Exercise aim
Rewrite all the lines below with "innermost point" replaced by "central point" and nothing else altered. Omit the pictures from your answer.

Recorded data:
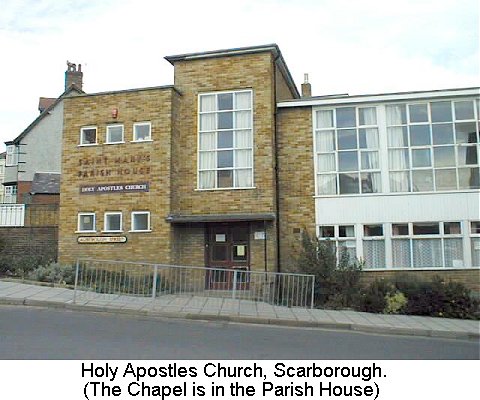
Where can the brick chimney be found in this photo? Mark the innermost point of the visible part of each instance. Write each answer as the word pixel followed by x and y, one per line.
pixel 73 76
pixel 306 87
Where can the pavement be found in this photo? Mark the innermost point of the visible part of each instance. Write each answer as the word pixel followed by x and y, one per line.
pixel 232 310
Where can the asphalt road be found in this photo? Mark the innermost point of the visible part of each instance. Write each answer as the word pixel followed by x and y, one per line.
pixel 41 333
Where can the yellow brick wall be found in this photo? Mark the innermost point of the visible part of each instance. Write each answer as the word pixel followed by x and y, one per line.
pixel 254 71
pixel 296 181
pixel 152 165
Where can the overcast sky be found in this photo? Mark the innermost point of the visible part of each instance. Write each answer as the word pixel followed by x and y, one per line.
pixel 346 46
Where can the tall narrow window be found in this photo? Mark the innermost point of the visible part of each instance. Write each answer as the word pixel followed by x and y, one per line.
pixel 225 153
pixel 12 156
pixel 86 222
pixel 114 134
pixel 88 135
pixel 347 158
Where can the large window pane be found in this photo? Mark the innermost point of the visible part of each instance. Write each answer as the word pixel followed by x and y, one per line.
pixel 345 117
pixel 444 156
pixel 399 182
pixel 398 136
pixel 396 115
pixel 225 120
pixel 418 112
pixel 453 253
pixel 442 133
pixel 441 111
pixel 225 101
pixel 348 183
pixel 325 119
pixel 401 253
pixel 326 184
pixel 225 178
pixel 467 155
pixel 374 253
pixel 421 158
pixel 225 159
pixel 419 135
pixel 225 140
pixel 422 181
pixel 325 141
pixel 368 138
pixel 445 179
pixel 367 116
pixel 326 163
pixel 348 161
pixel 464 110
pixel 468 178
pixel 347 139
pixel 427 253
pixel 466 132
pixel 370 182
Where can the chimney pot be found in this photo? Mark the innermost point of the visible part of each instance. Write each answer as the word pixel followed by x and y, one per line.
pixel 306 87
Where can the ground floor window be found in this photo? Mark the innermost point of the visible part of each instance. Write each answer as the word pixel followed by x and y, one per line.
pixel 140 221
pixel 408 245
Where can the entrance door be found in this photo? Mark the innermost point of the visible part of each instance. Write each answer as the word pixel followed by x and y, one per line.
pixel 227 252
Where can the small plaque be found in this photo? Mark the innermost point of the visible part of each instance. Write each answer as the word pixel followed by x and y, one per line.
pixel 220 237
pixel 101 239
pixel 260 235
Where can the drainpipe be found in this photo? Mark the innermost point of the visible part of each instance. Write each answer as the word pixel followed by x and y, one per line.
pixel 277 186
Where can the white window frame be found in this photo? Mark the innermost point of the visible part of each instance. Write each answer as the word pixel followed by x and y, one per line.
pixel 441 236
pixel 108 133
pixel 138 124
pixel 85 128
pixel 10 194
pixel 11 158
pixel 135 213
pixel 106 216
pixel 216 130
pixel 336 152
pixel 84 214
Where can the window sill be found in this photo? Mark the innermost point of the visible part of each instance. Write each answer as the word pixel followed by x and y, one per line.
pixel 223 189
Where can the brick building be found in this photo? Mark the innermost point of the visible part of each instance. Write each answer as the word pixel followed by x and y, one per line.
pixel 227 166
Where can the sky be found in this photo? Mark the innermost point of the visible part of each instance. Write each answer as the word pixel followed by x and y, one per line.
pixel 346 46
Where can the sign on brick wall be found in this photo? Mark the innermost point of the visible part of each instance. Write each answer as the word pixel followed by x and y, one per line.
pixel 115 188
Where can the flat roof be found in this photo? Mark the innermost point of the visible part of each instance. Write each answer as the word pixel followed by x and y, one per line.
pixel 185 219
pixel 381 97
pixel 237 51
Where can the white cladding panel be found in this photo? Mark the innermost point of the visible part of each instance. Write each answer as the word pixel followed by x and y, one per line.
pixel 397 208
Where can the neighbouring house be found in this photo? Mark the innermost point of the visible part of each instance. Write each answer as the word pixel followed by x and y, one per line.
pixel 2 175
pixel 38 148
pixel 226 167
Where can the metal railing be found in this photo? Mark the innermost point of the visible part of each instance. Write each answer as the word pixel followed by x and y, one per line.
pixel 12 215
pixel 94 278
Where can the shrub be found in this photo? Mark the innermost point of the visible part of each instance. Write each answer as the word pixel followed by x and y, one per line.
pixel 54 273
pixel 395 302
pixel 335 285
pixel 374 297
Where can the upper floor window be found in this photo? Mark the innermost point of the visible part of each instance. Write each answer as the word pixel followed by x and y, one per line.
pixel 112 222
pixel 12 156
pixel 88 135
pixel 347 151
pixel 86 222
pixel 433 146
pixel 225 140
pixel 114 134
pixel 142 131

Reply
Where can the brick chimney be found in this photo? Mark the central point of the visible part of each instance. Write each answer as the word pixel followed by x and y, one per line.
pixel 73 76
pixel 306 87
Where can the pavement be found in this photo? Mark the central point of the visible part of each instance. Write each answer as the word pixel followed by x and y, one per line.
pixel 232 310
Where can the asphalt road be found in this photo? Mark the central point of the visible part of each instance. Write each answer as the word pixel followed by x and y, one per line.
pixel 41 333
Where can the yellow brick wall be found in this photo? Mark the central point of the visible part of each instance. Write each answer as the word pixel followed by x and y, one per line.
pixel 254 71
pixel 296 181
pixel 152 165
Where can the overcast sky be found in this photo? Mark the central point of the visible part of each instance. Write each answer as the word pixel followed by x and y, one per line.
pixel 346 46
Where can the tall narrow window be found in this photo? Mark the central point of the visible part of each instance. Write each answer as the word pixel followed by x and y, one per line.
pixel 225 153
pixel 12 156
pixel 86 222
pixel 114 134
pixel 88 135
pixel 347 158
Where can the large window pane be found in this photo? Mark the central point of the visible part of each instance. Write each answer as the word pixel followed by x and y, one per line.
pixel 345 117
pixel 444 156
pixel 399 182
pixel 398 136
pixel 396 115
pixel 225 120
pixel 418 112
pixel 453 253
pixel 442 133
pixel 441 111
pixel 225 101
pixel 348 183
pixel 325 119
pixel 401 253
pixel 326 184
pixel 225 178
pixel 467 155
pixel 374 253
pixel 421 158
pixel 225 159
pixel 419 135
pixel 225 140
pixel 422 181
pixel 325 141
pixel 368 138
pixel 445 179
pixel 367 116
pixel 326 163
pixel 348 161
pixel 464 110
pixel 468 178
pixel 347 139
pixel 427 253
pixel 466 132
pixel 370 182
Where can the chimney pot be found in this photo? Mark the central point of the visible part of each instance. Write each answer as the word pixel followed by x and y, one per line.
pixel 306 87
Where can the ground floor window be found in this photo? Mark the central point of the visible part of each instance. Write each answer as the word pixel followed by x and y, one per line.
pixel 140 221
pixel 408 245
Where can the entrance door be found in this photo? Mark the central point of the visible part of each instance. Write each answer as the word pixel followed by x and y, one per line.
pixel 227 252
Where can the small plaque be found in this photo? Mark the central point of the visible part of each instance. Write each answer as the word pixel followed by x and y, one per line.
pixel 220 237
pixel 101 239
pixel 260 235
Where can the drainpipe be found in this photo? Mark the central point of the visible part of each instance. Write each answer as the word pixel followed by x and y, one per line.
pixel 277 186
Where can the white window frame be found in this photo? Mark the central point of the visible part of each instance. Write each answer as the word pixel followed by x and y, one per line.
pixel 441 236
pixel 108 133
pixel 138 124
pixel 85 128
pixel 10 194
pixel 11 158
pixel 135 213
pixel 106 216
pixel 216 130
pixel 336 152
pixel 84 214
Where can the window sill be found in this photo? Mark the central point of the visible part of each instance. Write each answer as the word pixel followed by x and y, one per line.
pixel 223 189
Where can the brick building be found in this photo? Mark the central point of the visible part of each instance. Write each answer as the word pixel followed by x and y, one per line.
pixel 227 166
Where can the sky be found in this photo? Mark the central point of the visible part of each instance. Write each answer as the word pixel followed by x and y, one per line.
pixel 346 46
Where can the sign on brick wall be found in this photo? Mark the central point of the visible part of each instance. Write each answer as the word pixel followed by x and y, one per line.
pixel 115 188
Where can the flat roof be found in this photo? Mark the central point of the visible part of each instance. Write each answer as the word pixel followed by x and y, one per line.
pixel 185 219
pixel 381 97
pixel 237 51
Where can the white cladding panel be found in this photo? Mark the central point of the visible part of each instance. Write each answer as the word pixel followed by x and y, one per line.
pixel 397 208
Where can the neighbouring house be found in this photo? Mark the central point of the visible part of each instance. Write each answer as the word pixel followed by x and y, one per line.
pixel 2 175
pixel 38 148
pixel 226 167
Where can the metal railing be found in this photo? Mark the central point of the visible part of each instance. Write each answer as the word pixel followed by x and y, one per line.
pixel 12 215
pixel 94 278
Where can the shrub be found in this photo? Mark the central point of the visible part of each instance. Write each answer as the word pixel followed by x and y, one per line.
pixel 54 273
pixel 395 302
pixel 335 285
pixel 374 297
Where can the upper floor window be found in this photo? Mark the central point of the visible part of each instance. Write each answer as the word pixel followed by x and y, one per line.
pixel 112 222
pixel 12 156
pixel 88 135
pixel 347 151
pixel 86 222
pixel 433 146
pixel 225 140
pixel 114 134
pixel 142 131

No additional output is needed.